| Reading passage |
Begin

We will see basic programming skill, API design and performance.

Input

Input dataset files are in challenge4/data/ directory as follows.

  $ ls data/
sample-consumption.json plans.json

  $ cat data/sample-consumption.json
[
  [ 0.2, 0.3, 0.2, ... ], # 24 values for 1st day, 1 am, 2 am .. 12 am, 1 pm ..  12 pm
  [ 0.2, 0.3, 0.2, ... ], # 24 values for 2nd day
  ...
  [ 0.2, 0.3, 0.2, ... ]  # 24 values for 31st day
]

sample-consumptions.json is a JSON array of arrays of float values. Each float value is a energy consumption(kWh). First value of a day is a consumption from 0 am to 1 am.

  $ cat data/plans.json
{
  "Meter-Rate Lighting B": {
    "Day time": [
      [ null, 120, 19.43],
      [ 120, 300, 25.91],
      [ 300, null, 29.93]
    ],
    "Night time": null,
    "Night time range": null
  },

  "Yoru Toku Plan": {
    "Day time": [
      [ null, 90, 24.03],
      [ 90, 230, 32.03],
      [ 230, null, 37.00]
    ],
    "Night time": [
      [ null, null, 12.48]
    ],
    "Night time range":
      [ true, true, true, true,
        true, false, false, false,
        false, false, false, false,
        false, false, false, false,
        false, false, false, false,
        false, true, true, true ]
  }
}

"Day time" and "Night time" values are array [ from kWh, to kWh, unit price tax included ]

[ null, 120, 19.43 ] :
means the unit price is ¥19.43 per kilo watt hour upto initial 120 kWh.
[ 300, null, 29.93 ] :
means the unit price is ¥29.93 when the energy consumption is larger than 300 kWh.

When "Night time" attribute is null, the plan has only day time. "Night time range" is 24 boolean values which represent 24 hours night time and day time.

(Yoru Toku Plan offers discount rate in night time.)

Output of the API is just one float number of Energy Charge with tax.

Output

  1. Please set ALL source codes in challenge4/webapp/YOURNAME/
  2. Write deployed URL in Pull Request Comment.

Challenge 5 - Business Analyst Task

For this challenge, you will be required to demonstrate your knowledge of the UK domestic energy market. Please prepare a presentation that answers the following qustion:

If you were to start a energy retail company in the UK through Cambridge Energy Data Lab, how would you go about doing it? Please assume that only domestic/household consumers will be the customers to the service, and the company will offer both electricity and gas tariffs. Prepare as if this were a presentation for an investor looking to partner with Cambridge Energy Data Lab in creating such a service.

Please limit your presentation to no more than 15 slides, including title and/or reference pages. Send your presentation to cam_all_ml@googlegroups.com. If we like your presentation and your CV, we will contact you to arrange for a final interview in Cambridge where you will make your "pitch" for us in person.

End

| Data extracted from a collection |
Begin

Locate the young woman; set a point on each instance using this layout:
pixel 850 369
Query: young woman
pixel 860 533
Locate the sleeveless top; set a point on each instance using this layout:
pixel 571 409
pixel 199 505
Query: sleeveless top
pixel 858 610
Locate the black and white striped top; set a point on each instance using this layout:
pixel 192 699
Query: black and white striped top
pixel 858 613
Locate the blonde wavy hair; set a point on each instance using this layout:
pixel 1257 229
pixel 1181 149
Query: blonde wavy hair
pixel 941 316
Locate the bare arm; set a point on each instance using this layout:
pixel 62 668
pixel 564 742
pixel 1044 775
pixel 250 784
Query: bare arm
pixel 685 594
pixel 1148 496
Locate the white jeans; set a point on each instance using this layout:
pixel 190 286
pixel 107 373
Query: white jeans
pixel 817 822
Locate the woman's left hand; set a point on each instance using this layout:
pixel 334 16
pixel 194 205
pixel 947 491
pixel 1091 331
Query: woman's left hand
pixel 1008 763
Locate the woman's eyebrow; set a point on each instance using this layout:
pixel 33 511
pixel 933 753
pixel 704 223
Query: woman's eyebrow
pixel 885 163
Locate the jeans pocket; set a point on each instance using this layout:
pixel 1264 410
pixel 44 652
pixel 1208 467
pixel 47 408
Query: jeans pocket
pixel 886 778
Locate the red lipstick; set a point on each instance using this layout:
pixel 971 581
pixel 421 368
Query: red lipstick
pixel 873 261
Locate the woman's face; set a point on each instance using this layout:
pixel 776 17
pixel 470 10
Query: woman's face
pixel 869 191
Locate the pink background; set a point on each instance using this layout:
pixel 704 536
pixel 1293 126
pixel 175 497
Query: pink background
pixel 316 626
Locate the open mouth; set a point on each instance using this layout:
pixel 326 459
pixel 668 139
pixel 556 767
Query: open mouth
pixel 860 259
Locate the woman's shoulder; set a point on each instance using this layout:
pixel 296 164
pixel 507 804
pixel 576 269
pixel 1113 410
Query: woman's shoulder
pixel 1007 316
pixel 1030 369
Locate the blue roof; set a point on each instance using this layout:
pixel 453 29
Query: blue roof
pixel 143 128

End
Begin

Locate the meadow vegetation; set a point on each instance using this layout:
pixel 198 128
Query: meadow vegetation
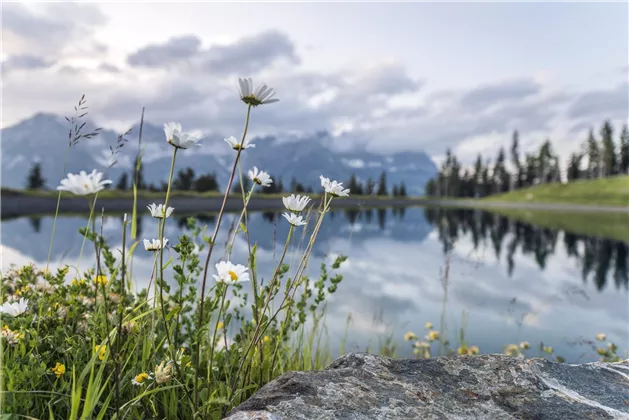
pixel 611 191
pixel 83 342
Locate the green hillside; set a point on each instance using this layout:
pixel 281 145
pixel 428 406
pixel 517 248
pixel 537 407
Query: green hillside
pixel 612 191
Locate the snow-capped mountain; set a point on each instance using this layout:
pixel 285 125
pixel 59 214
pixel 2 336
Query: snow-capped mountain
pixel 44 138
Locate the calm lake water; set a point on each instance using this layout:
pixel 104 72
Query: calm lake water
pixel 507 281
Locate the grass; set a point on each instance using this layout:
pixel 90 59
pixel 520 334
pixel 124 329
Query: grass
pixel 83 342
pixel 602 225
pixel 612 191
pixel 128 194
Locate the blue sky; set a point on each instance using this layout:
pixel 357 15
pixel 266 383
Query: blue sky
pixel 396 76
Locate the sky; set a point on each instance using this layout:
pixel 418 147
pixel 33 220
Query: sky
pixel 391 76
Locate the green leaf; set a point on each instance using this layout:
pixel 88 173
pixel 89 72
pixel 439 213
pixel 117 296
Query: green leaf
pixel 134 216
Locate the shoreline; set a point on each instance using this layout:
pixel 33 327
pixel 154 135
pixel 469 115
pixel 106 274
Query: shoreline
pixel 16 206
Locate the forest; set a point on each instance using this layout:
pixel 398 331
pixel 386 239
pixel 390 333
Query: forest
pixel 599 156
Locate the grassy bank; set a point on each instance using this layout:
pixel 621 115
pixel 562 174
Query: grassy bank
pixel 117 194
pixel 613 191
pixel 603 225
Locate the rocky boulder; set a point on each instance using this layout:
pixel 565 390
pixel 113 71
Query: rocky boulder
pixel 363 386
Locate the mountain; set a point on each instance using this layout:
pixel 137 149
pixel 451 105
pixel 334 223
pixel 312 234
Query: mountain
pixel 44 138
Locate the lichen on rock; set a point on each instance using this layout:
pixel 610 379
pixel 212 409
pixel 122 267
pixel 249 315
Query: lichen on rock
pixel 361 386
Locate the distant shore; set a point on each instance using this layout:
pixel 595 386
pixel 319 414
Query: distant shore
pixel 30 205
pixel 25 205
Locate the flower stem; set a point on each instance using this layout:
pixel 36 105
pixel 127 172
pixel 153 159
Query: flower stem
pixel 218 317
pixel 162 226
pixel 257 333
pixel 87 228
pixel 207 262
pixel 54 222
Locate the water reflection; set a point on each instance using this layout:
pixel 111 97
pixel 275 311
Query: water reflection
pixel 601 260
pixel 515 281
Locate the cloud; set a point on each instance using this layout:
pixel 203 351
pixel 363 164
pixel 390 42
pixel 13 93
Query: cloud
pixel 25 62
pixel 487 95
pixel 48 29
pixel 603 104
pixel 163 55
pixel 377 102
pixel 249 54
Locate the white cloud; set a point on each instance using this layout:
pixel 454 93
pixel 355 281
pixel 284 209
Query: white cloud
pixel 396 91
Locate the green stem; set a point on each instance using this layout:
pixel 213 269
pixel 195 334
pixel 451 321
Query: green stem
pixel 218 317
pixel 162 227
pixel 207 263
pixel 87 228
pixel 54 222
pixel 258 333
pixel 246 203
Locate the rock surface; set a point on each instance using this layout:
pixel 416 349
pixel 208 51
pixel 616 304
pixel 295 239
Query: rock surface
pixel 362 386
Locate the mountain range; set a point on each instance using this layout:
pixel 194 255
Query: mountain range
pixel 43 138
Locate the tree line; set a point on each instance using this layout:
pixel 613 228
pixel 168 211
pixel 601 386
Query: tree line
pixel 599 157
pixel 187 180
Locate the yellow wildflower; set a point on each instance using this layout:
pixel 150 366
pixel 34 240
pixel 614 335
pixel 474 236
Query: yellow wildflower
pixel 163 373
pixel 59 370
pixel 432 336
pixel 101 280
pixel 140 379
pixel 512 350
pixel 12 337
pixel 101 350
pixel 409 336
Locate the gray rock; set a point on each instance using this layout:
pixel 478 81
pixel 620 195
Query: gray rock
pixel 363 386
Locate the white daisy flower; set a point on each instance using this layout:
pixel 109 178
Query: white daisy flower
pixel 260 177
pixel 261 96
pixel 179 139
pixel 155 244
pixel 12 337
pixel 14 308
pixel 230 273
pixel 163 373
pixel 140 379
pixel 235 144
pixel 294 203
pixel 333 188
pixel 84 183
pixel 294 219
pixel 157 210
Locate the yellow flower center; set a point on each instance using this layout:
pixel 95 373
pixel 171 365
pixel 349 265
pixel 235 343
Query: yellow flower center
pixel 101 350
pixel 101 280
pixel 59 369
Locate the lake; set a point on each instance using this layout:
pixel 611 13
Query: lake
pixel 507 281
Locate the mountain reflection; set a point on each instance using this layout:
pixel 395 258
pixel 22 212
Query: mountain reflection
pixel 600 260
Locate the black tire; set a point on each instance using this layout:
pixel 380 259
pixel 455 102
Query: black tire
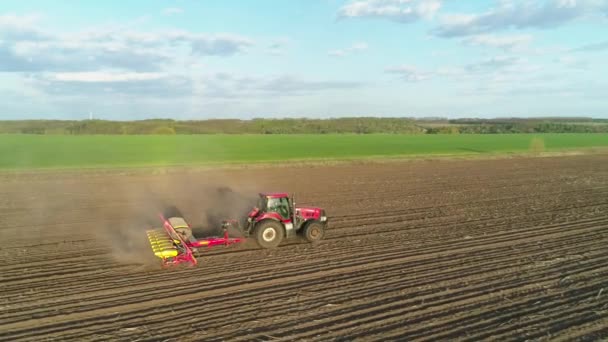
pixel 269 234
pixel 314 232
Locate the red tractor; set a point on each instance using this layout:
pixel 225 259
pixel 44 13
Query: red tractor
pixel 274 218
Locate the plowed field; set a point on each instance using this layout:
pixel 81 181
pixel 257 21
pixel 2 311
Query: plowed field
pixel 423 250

End
Begin

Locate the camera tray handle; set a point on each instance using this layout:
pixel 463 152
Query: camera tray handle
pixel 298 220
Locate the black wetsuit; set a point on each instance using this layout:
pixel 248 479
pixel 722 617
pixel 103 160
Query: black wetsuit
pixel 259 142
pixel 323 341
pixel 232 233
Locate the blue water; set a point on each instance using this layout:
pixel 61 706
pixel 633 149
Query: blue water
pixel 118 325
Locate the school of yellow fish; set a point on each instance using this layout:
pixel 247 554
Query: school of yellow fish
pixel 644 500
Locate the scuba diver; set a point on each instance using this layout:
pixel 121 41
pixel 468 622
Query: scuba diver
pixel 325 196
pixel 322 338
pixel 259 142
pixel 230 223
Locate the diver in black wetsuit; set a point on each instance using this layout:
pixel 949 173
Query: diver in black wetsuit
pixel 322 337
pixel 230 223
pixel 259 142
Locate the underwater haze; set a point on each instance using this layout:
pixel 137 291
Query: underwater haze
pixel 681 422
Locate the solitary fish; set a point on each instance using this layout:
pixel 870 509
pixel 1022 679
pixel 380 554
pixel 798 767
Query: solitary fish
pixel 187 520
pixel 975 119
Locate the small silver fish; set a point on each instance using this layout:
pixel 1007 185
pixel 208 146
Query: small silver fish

End

| The exercise |
According to the challenge description, what is the maximum number of slides permitted for the presentation, including title and reference pages?

| Response to this task |
No more than 15 slides.